═════ READING PASSAGE

I've yet to met the kid who thinks one day in snow is enough; especially kids from Florida. Back when I was a student at ASU in Boone, the kids from Florida would skip class and stay up all night for days to play in the season's first snow and snows thereafter....building snowmen, sledding hills in town, throwing snowballs, etc.. They weren't bored, they were fascinated and having a great time. Yeah, I've never heard of kids being bored with snow after one day......this would be the exception, not the norm.

I've tried to be helpful on this topic and not make the decision of what this OP is really wanting. Having lived my entire life in North Carolina, I've visited all areas of the state, not just one. It's a great state, there's much to enjoy, all seasons of the year. In addition to my opinions, I've given facts and recommended that the OP do research to determine if ideas suggested would be what their family would enjoy.....that's what TA is about.

Winter snow season is big business in the Northern NC mountains; many people return for their winter/Christmas vacation year after year. The area is full of people and things to do in the "dead of winter". Even if you don't wish to snow ski, (if you do wish to ski, there are great "ski schools" at every ski resort) there are a number of great ways to enjoy the snow, and also other fun activities which keep families entertained for a week or more. There are ice skating rinks, tubing runs, sledding hills, even open areas for building snowmen and/or having a good old snowball fight! Other sites and activities which are main attractions during other times of the year are still open and able to be enjoyed too. Here's a few... Grandfather Mountain is a great place to spend the day: http://www.grandfather.com/ Gem mining is something our family has enjoyed: http://www.facetsoffoscoe.com/ And the original Mast General Store in Valle Crucis is best (IMHO) during the winter months when they have the old wood stove heating up the place. vallecrucis.com/sites-to-see/… My kids enjoy a visit to the Mast General Store year after year. If the snow is only on the ski slopes, there are many wonderful hiking trails and waterfalls to see in the area. The towns of Boone and Blowing Rock offer cute unique shops and great places to eat. A family would find just as much (if not more) to enjoy in the Northern NC mountains, as in the southern NC mountains...in addition, they would most likely find snow, which is what they asked about in the first place. :)

Best Wishes to all and with whatever vacations you take.

══════════

__WRITTEN REQUEST A__
Please write out the forum post between "I've tried to" and "TA is about.", inclusive.
__WRITTEN REQUEST B__
Turn the paragraph of the forum post that begins "Winter snow season is big business" into a short bulleted list of its main facts.
Work only from the forum post.

═════ STORED RECORDS

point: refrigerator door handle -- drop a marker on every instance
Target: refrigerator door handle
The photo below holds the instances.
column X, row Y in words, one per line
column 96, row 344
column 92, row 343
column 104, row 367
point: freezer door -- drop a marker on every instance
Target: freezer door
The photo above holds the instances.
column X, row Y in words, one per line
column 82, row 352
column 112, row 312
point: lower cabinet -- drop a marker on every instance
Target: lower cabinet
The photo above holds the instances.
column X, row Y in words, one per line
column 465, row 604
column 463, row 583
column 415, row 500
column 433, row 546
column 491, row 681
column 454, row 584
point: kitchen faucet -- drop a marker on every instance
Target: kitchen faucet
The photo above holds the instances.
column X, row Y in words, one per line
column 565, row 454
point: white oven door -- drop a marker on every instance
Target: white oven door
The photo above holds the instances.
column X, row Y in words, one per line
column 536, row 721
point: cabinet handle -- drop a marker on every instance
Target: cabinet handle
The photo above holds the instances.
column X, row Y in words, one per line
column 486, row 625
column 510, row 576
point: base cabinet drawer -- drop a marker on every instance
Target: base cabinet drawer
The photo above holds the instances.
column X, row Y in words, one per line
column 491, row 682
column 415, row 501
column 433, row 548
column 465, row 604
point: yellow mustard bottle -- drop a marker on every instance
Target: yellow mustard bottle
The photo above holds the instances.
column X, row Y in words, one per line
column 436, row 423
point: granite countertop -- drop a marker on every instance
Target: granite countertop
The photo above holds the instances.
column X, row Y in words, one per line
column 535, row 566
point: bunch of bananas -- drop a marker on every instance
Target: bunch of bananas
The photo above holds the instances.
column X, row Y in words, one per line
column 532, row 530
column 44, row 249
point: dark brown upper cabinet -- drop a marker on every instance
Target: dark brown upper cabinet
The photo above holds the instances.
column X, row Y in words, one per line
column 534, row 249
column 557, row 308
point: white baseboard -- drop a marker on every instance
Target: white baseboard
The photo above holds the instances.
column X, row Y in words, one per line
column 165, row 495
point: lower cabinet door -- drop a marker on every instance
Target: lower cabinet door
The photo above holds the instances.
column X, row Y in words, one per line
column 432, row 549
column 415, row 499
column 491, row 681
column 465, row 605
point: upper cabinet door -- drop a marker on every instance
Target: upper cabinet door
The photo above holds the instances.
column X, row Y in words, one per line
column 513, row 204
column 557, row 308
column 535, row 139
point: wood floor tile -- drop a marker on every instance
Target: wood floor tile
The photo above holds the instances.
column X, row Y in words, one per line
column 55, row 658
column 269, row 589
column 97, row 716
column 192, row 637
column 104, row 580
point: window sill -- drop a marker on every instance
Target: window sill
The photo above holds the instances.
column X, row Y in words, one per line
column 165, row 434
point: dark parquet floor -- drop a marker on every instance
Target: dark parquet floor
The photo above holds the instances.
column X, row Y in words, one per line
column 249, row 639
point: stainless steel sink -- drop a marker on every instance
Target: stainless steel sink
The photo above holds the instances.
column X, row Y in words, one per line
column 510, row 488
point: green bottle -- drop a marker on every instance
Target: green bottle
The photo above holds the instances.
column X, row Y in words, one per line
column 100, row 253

══════════

__CORRECT OUTPUT A__
I've tried to be helpful on this topic and not make the decision of what this OP is really wanting. Having lived my entire life in North Carolina, I've visited all areas of the state, not just one. It's a great state, there's much to enjoy, all seasons of the year. In addition to my opinions, I've given facts and recommended that the OP do research to determine if ideas suggested would be what their family would enjoy.....that's what TA is about.

__CORRECT OUTPUT B__
- Winter snow season is big business in the Northern NC mountains, and many people return for winter or Christmas vacation year after year.
- The area is full of people and things to do in the "dead of winter."
- Every ski resort has "ski schools."
- Besides skiing, there are ice skating rinks, tubing runs, sledding hills, and open areas for snowmen and snowball fights.
- Attractions from other times of year stay open, including Grandfather Mountain and gem mining.
- The original Mast General Store in Valle Crucis is at its best (IMHO) in winter, when an old wood stove heats the place.
- If snow is only on the ski slopes, there are hiking trails and waterfalls to see.
- Boone and Blowing Rock offer unique shops and great places to eat.
- A family would find as much or more to enjoy here as in the southern NC mountains, and would most likely find snow.